Text block —
Effect of intensive treatment for schistosomiasis on immune responses to vaccines among rural Ugandan island adolescents: randomised controlled trial protocol A for the 'POPulation differences in VACcine responses' (POPVAC) programme.

INTRODUCTION: Several licensed and investigational vaccines have lower efficacy, and induce impaired immune responses, in low-income versus high-income countries and in rural, versus urban, settings. Understanding these population differences is essential to optimising vaccine effectiveness in the tropics. We suggest that repeated exposure to and immunomodulation by chronic helminth infections partly explains population differences in vaccine response. METHODS AND ANALYSIS: We have designed an individually randomised, parallel group trial of intensive versus standard praziquantel (PZQ) intervention against schistosomiasis, to determine effects on vaccine response outcomes among school-going adolescents (9-17 years) from rural Schistosoma mansoni-endemic Ugandan islands. Vaccines to be studied comprise BCG on day 'zero'; yellow fever, oral typhoid and human papilloma virus (HPV) vaccines at week 4; and HPV and tetanus/diphtheria booster vaccine at week 28. The intensive arm will receive PZQ doses three times, each 2 weeks apart, before BCG immunisation, followed by a dose at week 8 and quarterly thereafter. The standard arm will receive PZQ at week 8 and 52. We expect to enrol 480 participants, with 80% infected with S. mansoni at the outset.Primary outcomes are BCG-specific interferon-γ ELISpot responses 8 weeks after BCG immunisation and for other vaccines, antibody responses to key vaccine antigens at 4 weeks after immunisation. Secondary analyses will determine the effects of intensive anthelminthic treatment on correlates of protective immunity, on waning of vaccine response, on priming versus boosting immunisations and on S. mansoni infection status and intensity. Exploratory immunology assays using archived samples will enable assessment of mechanistic links between helminths and vaccine responses. ETHICS AND DISSEMINATION: Ethics approval has been obtained from relevant ethics committes of Uganda and UK. Results will be shared with Uganda Ministry of Health, relevant district councils, community leaders and study participants. Further dissemination will be done through conference proceedings and publications. TRIAL REGISTRATION NUMBER: ISRCTN60517191.

Tasks to carry out —
• A. Reproduce the protocol abstract from "Effect of intensive" up to and including "responses' (POPVAC) programme.".
• B. For each statement below, say yes or no to whether the protocol abstract supports it, and quote the deciding words. (i) The standard arm receives praziquantel at week 8 and week 52. (ii) BCG is given at week 4. (iii) The participants are adolescents aged 9 to 17 years.
• C. Answer these questions from the protocol abstract.
(i) How many participants does the trial expect to enroll?
(ii) Which vaccines are given at week 28?
(iii) What is the trial registration number?

Record extracts —
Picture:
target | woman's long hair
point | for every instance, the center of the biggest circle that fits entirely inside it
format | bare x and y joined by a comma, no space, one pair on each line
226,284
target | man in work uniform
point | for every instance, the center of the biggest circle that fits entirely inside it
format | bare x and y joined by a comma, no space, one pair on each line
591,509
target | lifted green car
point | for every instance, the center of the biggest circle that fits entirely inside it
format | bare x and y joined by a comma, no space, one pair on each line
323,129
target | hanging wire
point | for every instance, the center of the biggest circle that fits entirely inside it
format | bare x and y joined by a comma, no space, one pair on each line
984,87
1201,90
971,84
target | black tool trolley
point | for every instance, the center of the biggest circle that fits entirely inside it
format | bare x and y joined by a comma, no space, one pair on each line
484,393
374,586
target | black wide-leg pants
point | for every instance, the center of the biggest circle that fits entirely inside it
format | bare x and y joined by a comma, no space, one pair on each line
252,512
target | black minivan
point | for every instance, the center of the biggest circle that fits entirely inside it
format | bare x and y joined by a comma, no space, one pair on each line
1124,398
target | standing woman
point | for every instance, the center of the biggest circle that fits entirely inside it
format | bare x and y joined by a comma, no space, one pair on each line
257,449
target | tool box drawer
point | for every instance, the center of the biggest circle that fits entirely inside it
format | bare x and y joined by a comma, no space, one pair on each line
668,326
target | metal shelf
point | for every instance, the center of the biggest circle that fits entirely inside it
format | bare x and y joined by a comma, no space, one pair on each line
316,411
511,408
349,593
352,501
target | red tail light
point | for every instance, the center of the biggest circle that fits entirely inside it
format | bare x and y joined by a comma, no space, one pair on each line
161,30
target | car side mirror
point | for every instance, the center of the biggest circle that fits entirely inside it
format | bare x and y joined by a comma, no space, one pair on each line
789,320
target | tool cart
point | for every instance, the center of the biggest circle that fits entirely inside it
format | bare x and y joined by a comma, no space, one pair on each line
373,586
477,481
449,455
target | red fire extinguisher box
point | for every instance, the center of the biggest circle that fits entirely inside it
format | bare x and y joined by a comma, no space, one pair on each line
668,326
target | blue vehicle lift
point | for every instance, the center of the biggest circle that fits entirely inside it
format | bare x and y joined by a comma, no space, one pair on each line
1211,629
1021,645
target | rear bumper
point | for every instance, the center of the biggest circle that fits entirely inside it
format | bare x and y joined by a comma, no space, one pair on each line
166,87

Answers provided —
• A.
Effect of intensive treatment for schistosomiasis on immune responses to vaccines among rural Ugandan island adolescents: randomised controlled trial protocol A for the 'POPulation differences in VACcine responses' (POPVAC) programme.

• B.
(i) Yes: "The standard arm will receive PZQ at week 8 and 52."
(ii) No: "BCG on day 'zero'"
(iii) Yes: "school-going adolescents (9-17 years)"

• C.
(i) 480
(ii) HPV and tetanus/diphtheria booster vaccine
(iii) ISRCTN60517191